§ Trecho
○ ○ ○ ○ ○ ○ ○

Tudo começou em outubro de 2019. O ex-chefe de Estado brasileiro embarcou  rumo  ao distrito Al-Turaif com o objetivo de apaziguar qualquer “mal-entendido” provocado pela ideia de transferir a embaixada do Brasil em Israel, além de atrair investimentos de infraestrutura para a nação latina. Durante a visita à Arábia Saudita, último país do projeto oficial “Ásia e Oriente Médio”, Bolsonaro recebeu um presente valioso e robusto que seria repassado a terceiros com facilidade meses depois. O kit recebido continha um anel, abotoaduras, um rosário e um relógio da marca Rolex de ouro branco.

 Aqueles não foram os únicos acessórios luxuosos que o político ganhou. Primeiro, o ex-ministro de Minas e Energia, Bento Albuquerque, em uma viagem à Arábia Saudita, retornou a ao Brasil com um conjunto de itens da marca Chopard. Ele trouxe consigo uma caneta, um anel, um par de abotoaduras, um rosário e um relógio. No mês seguinte, o reino de Bahrein presenteou o ex-presidente com duas esculturas (uma palmeira e um barco). De acordo com a Polícia Federal , as obras não foram registradas oficialmente, assim como um relógio da Patek Phillipe. Mauro Cid enviou uma foto do seu certificado de autenticidade a Bolsonaro. O item não foi registrado no acervo do presidente.

○ ○ ○ ○ ○ ○ ○

§ Itens
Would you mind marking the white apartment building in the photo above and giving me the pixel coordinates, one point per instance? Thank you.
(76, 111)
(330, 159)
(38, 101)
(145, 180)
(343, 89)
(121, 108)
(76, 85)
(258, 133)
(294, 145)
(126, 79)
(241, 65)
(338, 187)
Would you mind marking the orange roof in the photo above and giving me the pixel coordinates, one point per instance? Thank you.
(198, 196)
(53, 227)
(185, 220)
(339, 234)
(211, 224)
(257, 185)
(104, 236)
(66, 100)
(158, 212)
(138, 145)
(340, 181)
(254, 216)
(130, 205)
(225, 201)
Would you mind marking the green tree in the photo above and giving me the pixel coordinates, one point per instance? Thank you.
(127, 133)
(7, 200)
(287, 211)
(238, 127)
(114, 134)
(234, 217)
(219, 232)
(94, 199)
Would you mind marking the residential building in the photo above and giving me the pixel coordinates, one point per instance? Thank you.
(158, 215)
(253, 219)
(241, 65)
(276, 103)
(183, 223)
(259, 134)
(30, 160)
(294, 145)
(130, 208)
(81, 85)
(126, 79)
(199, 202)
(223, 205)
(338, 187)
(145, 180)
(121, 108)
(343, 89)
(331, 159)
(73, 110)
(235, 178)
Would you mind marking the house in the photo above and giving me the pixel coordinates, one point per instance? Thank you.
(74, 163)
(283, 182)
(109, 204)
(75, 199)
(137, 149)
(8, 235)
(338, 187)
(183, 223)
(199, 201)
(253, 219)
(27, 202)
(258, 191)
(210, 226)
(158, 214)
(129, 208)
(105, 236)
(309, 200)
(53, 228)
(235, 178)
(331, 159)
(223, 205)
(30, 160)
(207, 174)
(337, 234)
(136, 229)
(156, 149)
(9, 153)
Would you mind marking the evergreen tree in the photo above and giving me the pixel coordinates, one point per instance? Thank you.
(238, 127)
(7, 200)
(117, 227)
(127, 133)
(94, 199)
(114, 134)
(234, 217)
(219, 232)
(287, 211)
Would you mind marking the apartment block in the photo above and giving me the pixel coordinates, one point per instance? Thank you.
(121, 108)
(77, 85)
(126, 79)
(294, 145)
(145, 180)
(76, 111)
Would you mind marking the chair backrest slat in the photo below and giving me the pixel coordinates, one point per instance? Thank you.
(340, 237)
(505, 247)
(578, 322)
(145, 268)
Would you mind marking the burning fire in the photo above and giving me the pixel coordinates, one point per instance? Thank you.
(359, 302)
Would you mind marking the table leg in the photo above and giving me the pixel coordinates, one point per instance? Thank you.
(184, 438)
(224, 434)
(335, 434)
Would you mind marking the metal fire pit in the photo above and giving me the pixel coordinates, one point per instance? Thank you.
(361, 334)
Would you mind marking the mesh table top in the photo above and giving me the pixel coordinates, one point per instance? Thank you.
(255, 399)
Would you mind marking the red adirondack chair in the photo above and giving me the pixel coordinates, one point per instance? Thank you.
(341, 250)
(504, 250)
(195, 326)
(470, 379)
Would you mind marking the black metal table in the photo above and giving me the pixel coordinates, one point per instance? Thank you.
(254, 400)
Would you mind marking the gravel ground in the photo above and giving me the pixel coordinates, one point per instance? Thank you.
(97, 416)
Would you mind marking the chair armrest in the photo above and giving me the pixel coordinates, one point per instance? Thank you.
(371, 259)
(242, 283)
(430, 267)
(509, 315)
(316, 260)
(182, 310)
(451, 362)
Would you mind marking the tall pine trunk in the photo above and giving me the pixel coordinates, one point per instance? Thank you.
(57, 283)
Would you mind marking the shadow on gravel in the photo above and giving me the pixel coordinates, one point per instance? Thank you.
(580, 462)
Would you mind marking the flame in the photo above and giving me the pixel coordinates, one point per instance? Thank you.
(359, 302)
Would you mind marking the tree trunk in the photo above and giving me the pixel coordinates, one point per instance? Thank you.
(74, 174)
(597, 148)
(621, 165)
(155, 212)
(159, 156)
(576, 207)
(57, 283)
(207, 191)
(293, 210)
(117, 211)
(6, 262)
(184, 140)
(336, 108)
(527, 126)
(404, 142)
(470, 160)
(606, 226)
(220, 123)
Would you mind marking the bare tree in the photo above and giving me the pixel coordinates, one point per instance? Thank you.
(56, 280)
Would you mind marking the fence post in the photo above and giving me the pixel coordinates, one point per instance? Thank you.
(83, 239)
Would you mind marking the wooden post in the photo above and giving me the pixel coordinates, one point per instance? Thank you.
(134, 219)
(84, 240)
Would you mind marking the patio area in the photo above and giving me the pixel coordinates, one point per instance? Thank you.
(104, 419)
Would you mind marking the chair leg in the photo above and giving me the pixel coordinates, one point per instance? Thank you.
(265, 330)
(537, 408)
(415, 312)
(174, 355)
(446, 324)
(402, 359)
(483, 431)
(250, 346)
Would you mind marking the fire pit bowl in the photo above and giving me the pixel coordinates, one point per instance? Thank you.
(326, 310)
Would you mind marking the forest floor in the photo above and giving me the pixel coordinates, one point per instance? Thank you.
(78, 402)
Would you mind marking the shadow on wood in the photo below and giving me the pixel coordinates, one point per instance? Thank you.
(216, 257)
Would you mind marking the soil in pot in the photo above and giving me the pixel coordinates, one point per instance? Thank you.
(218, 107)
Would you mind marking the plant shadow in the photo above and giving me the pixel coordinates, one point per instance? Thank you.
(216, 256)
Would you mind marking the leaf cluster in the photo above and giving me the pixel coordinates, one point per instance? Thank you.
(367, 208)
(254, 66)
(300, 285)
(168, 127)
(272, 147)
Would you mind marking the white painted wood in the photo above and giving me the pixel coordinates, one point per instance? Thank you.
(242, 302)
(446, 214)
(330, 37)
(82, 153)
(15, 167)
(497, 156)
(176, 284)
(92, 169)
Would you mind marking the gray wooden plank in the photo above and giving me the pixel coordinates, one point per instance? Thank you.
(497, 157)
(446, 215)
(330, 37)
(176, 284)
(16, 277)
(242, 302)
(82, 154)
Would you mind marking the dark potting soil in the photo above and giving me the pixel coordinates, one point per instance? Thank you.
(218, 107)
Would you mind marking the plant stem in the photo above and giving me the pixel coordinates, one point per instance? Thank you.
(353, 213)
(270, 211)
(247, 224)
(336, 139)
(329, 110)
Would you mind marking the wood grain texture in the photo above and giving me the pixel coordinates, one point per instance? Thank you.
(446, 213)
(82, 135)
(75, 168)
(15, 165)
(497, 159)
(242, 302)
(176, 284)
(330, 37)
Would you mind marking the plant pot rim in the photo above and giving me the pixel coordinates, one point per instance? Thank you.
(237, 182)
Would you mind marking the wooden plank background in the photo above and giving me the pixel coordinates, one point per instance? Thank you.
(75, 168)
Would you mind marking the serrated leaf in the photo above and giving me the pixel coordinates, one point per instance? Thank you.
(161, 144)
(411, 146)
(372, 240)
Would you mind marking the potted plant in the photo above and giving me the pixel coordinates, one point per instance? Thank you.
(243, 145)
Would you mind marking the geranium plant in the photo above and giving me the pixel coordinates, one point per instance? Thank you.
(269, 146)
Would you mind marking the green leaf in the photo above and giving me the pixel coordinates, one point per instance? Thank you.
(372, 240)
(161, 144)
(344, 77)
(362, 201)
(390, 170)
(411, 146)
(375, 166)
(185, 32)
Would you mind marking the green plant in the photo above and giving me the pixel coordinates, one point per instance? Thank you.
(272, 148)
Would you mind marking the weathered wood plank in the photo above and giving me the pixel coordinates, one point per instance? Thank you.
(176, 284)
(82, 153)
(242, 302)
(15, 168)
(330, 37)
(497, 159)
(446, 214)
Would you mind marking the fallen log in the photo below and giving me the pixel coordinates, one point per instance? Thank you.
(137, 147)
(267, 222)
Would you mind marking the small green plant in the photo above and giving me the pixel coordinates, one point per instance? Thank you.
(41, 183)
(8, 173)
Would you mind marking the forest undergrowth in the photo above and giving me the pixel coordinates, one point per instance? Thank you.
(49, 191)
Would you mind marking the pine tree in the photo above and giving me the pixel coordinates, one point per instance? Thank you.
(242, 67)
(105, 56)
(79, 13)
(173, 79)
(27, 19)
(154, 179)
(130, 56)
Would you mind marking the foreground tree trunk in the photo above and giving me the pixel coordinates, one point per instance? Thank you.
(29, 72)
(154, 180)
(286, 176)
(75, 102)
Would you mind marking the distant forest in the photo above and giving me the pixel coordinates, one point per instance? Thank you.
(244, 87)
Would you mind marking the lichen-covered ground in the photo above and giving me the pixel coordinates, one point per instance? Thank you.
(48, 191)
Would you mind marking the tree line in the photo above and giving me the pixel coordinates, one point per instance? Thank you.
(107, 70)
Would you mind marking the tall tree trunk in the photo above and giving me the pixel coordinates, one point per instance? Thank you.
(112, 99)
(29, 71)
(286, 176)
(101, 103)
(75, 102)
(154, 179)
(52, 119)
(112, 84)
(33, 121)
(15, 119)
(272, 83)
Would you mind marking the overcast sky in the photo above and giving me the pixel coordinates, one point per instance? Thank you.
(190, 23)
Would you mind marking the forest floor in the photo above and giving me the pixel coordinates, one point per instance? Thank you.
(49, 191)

○ ○ ○ ○ ○ ○ ○

§ Enunciado 1
Verta para o inglês esta frase do trecho: "O kit recebido continha um anel, abotoaduras, um rosário e um relógio da marca Rolex de ouro branco."
§ Enunciado 2
De acordo com o trecho, que esculturas o reino de Bahrein deu de presente ao ex-presidente?

§ Resolução 1
The kit received contained a ring, cufflinks, a rosary, and a white gold Rolex watch.

§ Resolução 2
Duas esculturas: uma palmeira e um barco.